====== Records provided ======

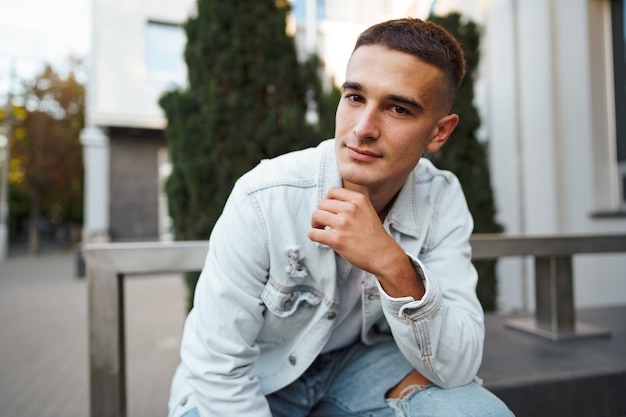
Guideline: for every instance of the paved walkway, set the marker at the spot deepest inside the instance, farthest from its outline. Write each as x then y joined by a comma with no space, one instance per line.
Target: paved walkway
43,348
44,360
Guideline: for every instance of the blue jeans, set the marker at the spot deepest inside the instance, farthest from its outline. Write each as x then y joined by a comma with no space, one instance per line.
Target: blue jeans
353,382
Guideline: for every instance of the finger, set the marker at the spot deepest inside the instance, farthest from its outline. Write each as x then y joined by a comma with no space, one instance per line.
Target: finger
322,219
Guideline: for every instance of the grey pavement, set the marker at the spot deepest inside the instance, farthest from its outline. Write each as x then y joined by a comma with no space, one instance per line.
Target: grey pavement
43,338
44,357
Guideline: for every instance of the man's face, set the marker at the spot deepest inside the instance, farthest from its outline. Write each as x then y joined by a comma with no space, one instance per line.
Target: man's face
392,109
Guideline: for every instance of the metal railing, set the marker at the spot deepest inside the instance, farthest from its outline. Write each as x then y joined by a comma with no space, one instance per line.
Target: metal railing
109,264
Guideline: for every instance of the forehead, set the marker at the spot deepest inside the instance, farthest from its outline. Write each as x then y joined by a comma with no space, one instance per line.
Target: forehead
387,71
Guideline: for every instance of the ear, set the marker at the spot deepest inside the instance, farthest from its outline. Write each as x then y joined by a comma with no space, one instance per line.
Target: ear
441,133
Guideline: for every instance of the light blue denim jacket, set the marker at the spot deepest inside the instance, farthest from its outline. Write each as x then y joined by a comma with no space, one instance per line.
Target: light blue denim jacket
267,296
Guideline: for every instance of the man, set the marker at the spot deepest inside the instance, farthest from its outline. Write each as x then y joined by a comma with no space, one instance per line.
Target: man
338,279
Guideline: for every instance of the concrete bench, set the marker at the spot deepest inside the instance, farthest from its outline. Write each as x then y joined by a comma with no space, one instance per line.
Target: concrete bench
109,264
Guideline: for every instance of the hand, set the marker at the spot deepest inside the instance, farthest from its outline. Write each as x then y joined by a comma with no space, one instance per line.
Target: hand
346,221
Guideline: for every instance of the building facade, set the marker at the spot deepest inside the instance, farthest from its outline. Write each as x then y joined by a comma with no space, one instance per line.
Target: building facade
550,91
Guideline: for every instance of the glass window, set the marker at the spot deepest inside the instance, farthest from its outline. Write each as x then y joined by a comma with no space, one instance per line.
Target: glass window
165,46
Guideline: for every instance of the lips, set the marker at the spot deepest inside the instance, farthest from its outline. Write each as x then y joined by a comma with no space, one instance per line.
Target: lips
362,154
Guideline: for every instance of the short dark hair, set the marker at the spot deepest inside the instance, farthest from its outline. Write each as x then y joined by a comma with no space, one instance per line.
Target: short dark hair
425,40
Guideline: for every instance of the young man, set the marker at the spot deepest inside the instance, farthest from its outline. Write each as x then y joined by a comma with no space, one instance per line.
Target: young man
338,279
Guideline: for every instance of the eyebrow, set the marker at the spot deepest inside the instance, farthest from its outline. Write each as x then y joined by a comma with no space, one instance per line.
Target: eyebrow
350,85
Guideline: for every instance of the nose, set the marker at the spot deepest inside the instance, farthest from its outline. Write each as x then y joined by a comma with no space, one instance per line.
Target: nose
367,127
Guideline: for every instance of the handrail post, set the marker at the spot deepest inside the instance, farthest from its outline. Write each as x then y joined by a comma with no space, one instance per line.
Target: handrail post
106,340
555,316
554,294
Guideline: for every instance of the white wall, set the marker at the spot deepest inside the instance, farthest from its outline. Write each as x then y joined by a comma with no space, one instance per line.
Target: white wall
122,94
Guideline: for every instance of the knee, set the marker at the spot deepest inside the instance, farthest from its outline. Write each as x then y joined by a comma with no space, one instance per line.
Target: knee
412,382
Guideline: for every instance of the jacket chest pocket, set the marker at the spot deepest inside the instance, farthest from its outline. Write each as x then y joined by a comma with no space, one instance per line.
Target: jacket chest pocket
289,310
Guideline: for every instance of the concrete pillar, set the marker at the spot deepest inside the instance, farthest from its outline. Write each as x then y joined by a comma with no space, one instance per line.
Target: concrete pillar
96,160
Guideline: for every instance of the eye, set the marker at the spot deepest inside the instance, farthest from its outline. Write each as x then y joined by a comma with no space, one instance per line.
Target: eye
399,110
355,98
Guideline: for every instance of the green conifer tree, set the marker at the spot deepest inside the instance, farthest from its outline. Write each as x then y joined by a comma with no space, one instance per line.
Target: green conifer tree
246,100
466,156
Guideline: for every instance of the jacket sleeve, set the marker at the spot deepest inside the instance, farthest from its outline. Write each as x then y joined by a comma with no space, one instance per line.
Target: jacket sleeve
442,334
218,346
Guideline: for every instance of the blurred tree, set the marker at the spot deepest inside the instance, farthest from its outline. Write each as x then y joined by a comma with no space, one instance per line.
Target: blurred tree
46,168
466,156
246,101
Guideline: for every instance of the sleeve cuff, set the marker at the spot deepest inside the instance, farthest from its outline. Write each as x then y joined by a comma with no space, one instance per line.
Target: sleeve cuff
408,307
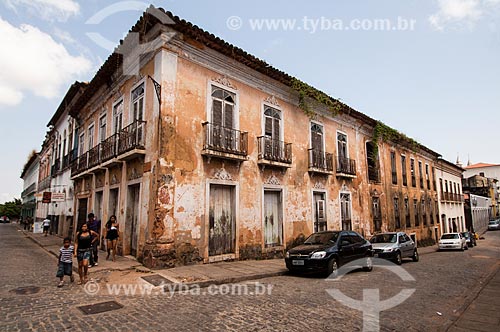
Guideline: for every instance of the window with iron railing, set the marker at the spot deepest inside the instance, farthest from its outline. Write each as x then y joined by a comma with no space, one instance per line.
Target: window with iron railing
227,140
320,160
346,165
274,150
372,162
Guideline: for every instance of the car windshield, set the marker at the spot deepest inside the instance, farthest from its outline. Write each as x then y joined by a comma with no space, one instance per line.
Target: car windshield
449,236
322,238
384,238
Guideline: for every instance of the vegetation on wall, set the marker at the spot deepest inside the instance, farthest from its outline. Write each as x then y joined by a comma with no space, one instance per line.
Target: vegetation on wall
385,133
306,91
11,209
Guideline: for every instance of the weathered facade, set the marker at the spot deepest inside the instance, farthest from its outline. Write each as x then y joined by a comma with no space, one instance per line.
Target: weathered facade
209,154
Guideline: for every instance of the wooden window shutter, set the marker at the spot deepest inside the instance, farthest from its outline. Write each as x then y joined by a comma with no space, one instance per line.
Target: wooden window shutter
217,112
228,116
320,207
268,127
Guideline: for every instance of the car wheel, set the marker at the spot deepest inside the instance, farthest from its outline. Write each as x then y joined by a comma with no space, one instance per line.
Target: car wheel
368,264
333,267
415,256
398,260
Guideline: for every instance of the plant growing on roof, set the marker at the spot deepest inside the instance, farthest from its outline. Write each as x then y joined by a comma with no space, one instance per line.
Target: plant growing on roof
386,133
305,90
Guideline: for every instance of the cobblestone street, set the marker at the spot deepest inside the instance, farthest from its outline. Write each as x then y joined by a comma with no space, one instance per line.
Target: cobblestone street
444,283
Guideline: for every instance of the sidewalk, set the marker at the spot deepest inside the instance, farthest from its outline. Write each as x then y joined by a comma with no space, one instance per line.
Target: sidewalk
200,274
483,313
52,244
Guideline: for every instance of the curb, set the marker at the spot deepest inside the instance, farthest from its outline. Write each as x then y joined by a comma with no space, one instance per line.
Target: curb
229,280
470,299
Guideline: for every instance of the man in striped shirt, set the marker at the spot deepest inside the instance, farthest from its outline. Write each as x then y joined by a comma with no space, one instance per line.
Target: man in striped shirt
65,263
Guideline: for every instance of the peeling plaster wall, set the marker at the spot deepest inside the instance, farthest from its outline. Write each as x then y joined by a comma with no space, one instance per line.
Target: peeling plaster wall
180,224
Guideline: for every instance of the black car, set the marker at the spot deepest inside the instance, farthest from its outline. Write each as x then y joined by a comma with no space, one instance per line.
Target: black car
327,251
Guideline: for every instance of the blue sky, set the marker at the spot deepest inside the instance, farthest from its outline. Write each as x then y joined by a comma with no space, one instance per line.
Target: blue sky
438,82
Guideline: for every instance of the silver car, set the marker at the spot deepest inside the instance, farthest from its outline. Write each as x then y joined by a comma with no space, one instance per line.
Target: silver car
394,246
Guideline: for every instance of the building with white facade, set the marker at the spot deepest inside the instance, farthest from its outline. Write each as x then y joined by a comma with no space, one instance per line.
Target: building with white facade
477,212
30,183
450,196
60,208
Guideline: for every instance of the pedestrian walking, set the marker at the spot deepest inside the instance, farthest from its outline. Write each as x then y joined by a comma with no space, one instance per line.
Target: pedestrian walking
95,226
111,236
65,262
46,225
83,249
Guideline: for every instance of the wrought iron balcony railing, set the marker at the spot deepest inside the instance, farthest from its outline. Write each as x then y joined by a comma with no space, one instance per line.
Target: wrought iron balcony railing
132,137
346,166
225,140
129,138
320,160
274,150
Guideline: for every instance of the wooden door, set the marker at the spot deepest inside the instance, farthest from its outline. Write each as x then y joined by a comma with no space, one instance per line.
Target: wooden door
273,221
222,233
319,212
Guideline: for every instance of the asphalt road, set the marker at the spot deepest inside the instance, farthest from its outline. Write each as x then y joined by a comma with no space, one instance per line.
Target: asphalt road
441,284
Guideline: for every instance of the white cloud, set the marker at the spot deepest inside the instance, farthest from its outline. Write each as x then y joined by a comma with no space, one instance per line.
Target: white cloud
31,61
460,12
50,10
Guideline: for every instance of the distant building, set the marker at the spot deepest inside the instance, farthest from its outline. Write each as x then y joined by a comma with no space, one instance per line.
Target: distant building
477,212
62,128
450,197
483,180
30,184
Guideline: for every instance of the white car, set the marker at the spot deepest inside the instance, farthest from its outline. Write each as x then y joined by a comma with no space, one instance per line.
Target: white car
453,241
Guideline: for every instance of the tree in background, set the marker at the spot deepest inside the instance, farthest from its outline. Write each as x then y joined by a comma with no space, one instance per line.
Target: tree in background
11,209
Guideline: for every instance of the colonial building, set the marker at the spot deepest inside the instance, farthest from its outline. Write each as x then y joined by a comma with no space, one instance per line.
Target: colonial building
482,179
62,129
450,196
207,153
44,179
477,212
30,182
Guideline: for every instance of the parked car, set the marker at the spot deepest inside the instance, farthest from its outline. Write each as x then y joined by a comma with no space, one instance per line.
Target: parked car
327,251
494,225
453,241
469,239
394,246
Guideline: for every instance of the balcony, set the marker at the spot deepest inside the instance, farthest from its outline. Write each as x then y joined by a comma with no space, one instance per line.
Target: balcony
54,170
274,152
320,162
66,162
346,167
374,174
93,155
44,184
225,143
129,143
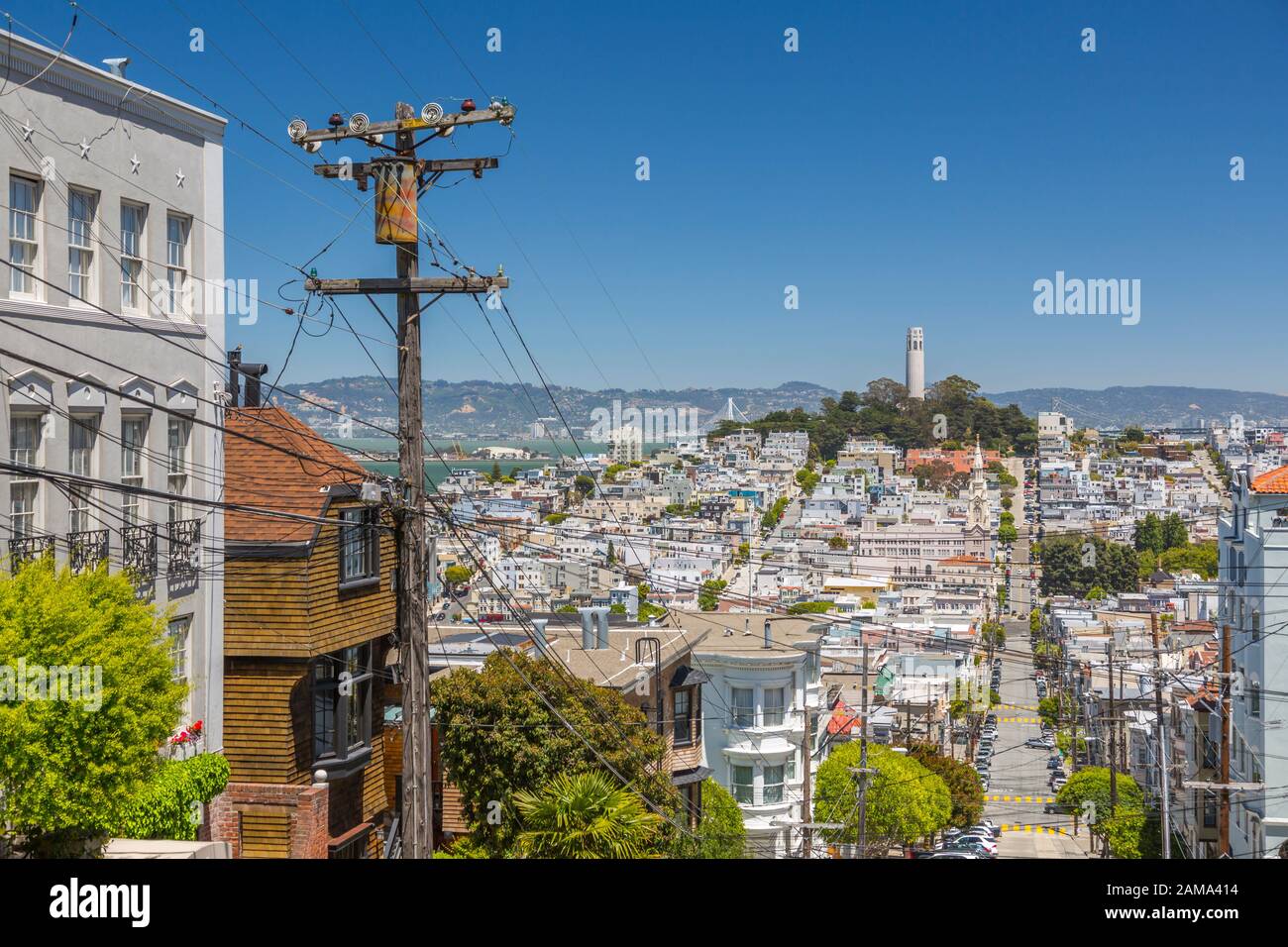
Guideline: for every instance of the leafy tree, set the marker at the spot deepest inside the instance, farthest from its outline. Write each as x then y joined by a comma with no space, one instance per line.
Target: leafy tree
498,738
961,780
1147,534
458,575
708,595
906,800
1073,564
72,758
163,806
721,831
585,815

======

Requirements ::
Produce an exact reproduction of the lines from the line containing "Guideline: for every instance of the balcony, set" through the last line of the records. Any picture is left out.

Task output ::
Guideline: for every instance of the balcony, set the marker at the spot deepest inside the instance, farthest from its outline. Write each as x then y joined by a comma with no space, one instance per line.
Target: balcony
54,170
274,152
320,162
66,162
346,167
374,174
93,155
44,184
225,143
129,143
Guideline: for every instance of the leafy tree, set the marker at the spot deepest inside the instance, farthest from its outline. Write each as x then y joined by a comma with no space, one instance per line.
Target: leafy tree
498,738
961,780
1147,534
458,575
708,595
906,800
1073,564
72,758
163,806
721,831
585,815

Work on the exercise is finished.